Stored items
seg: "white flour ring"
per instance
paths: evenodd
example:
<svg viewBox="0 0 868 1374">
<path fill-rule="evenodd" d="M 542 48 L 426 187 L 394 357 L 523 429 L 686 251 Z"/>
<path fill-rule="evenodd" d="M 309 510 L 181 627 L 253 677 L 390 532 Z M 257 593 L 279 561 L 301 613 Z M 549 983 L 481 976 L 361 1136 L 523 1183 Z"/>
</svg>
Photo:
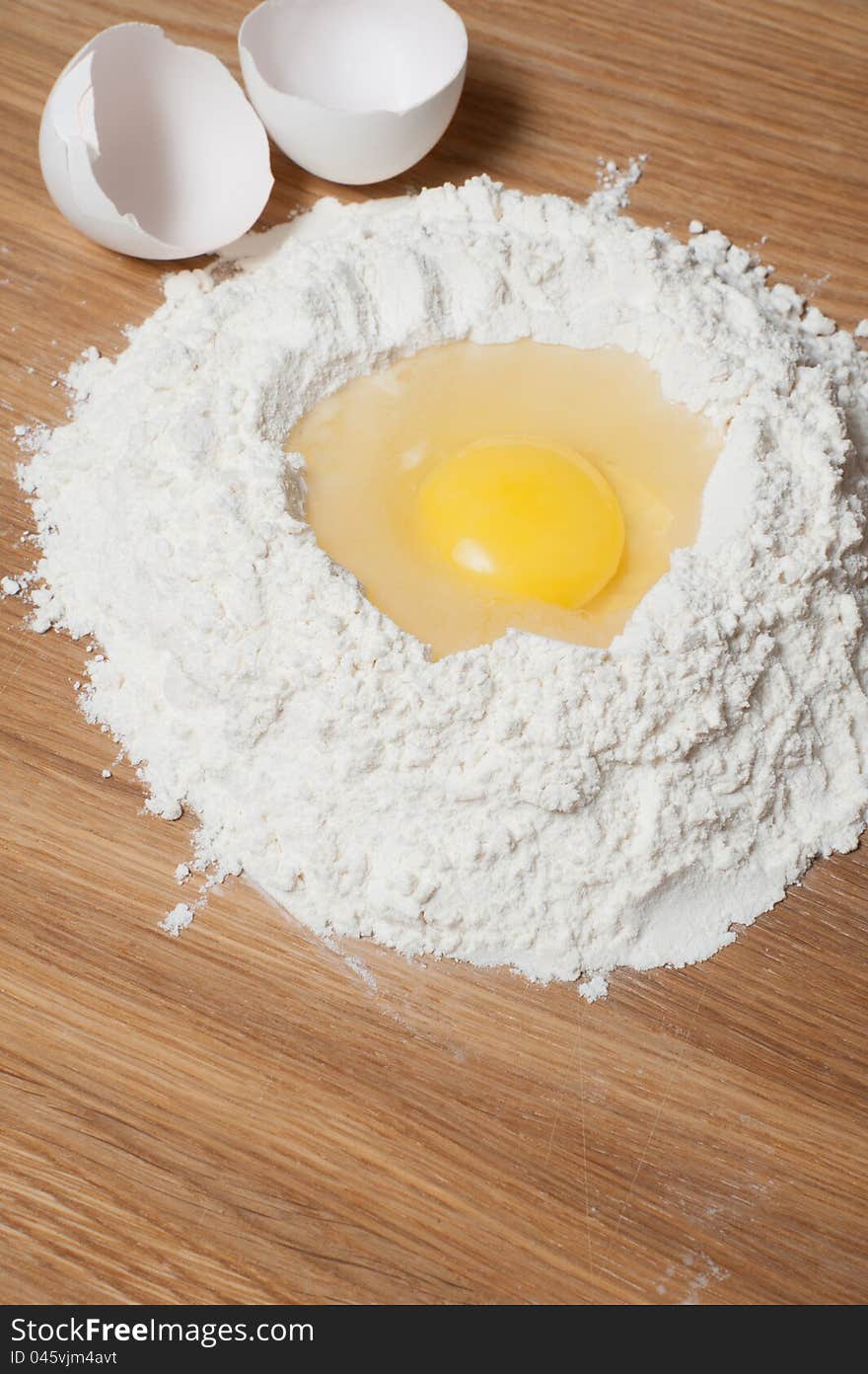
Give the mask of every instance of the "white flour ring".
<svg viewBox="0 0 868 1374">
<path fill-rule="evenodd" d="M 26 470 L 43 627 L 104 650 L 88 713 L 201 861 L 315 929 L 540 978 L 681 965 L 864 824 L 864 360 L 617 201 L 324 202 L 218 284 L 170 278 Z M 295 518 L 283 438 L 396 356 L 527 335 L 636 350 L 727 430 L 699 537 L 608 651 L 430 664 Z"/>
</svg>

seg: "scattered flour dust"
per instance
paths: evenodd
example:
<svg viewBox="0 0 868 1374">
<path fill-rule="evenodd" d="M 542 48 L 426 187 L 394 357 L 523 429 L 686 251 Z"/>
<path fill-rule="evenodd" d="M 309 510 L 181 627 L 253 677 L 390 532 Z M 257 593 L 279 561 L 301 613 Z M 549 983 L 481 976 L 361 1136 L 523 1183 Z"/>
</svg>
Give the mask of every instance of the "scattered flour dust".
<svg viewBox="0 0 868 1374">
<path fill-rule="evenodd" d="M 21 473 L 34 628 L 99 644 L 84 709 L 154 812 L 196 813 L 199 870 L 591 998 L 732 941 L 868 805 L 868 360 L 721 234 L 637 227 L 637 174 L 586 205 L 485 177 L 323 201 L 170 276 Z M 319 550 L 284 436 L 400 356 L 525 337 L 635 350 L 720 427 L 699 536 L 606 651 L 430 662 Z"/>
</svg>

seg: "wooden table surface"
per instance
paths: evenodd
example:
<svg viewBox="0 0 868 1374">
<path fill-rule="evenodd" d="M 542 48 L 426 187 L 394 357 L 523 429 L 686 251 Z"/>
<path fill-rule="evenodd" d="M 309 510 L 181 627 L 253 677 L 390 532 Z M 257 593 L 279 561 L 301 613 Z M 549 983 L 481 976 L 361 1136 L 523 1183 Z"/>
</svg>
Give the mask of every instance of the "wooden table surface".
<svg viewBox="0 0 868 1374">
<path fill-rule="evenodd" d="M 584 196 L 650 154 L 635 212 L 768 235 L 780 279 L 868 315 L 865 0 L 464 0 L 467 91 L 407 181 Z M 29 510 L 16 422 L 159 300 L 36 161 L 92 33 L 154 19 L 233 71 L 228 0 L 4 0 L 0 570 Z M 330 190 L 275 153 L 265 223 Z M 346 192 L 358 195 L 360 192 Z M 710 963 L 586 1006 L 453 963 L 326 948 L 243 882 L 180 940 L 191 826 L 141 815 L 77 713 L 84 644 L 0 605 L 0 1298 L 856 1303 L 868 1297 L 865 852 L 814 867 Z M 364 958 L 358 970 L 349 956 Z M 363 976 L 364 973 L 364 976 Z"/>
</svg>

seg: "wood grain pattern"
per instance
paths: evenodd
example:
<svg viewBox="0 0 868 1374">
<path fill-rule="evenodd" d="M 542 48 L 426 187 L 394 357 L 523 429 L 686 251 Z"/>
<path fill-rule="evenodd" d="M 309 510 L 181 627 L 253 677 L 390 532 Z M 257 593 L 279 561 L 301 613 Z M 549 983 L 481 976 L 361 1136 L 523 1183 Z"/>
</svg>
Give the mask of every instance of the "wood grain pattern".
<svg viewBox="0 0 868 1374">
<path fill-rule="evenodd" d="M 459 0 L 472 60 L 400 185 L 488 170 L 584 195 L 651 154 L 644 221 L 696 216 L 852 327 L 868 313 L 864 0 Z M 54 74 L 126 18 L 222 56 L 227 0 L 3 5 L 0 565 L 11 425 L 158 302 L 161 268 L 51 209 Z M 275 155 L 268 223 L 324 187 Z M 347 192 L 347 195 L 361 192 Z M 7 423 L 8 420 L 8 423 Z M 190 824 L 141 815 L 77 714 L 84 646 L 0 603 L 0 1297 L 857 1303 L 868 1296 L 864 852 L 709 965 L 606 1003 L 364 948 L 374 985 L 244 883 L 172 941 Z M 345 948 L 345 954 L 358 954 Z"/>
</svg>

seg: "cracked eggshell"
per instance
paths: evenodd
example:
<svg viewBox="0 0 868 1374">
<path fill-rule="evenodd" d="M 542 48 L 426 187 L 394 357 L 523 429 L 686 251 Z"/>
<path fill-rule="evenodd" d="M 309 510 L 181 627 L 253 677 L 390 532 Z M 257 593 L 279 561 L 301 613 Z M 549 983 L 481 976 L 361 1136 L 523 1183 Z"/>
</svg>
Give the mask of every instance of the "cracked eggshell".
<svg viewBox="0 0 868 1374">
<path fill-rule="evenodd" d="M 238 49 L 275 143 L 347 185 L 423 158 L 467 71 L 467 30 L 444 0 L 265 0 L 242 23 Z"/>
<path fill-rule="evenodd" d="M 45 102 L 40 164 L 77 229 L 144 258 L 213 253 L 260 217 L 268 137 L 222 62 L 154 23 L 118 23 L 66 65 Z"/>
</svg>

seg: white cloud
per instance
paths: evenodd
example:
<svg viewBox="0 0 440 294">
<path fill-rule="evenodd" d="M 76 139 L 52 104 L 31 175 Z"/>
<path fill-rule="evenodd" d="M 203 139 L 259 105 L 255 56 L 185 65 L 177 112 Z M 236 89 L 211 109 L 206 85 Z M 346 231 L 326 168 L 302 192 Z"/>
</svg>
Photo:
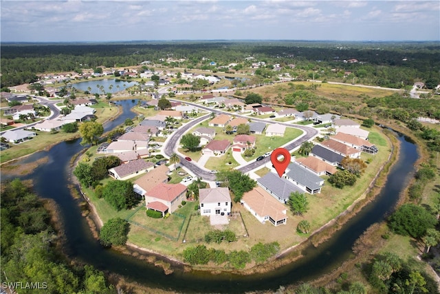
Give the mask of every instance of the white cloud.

• WORK REQUIRED:
Write out word for word every line from the line with "seg: white cloud" through the final line of the records, both included, skipping the pictures.

• OUTPUT BELOW:
seg: white cloud
per instance
paths: evenodd
example:
<svg viewBox="0 0 440 294">
<path fill-rule="evenodd" d="M 76 139 L 52 104 L 31 175 Z"/>
<path fill-rule="evenodd" d="M 203 139 L 259 105 L 255 56 L 185 65 L 177 112 Z M 236 89 L 211 109 L 206 85 Z M 346 231 L 326 168 L 302 192 Z"/>
</svg>
Photo:
Give the mask of every instance of the white cloud.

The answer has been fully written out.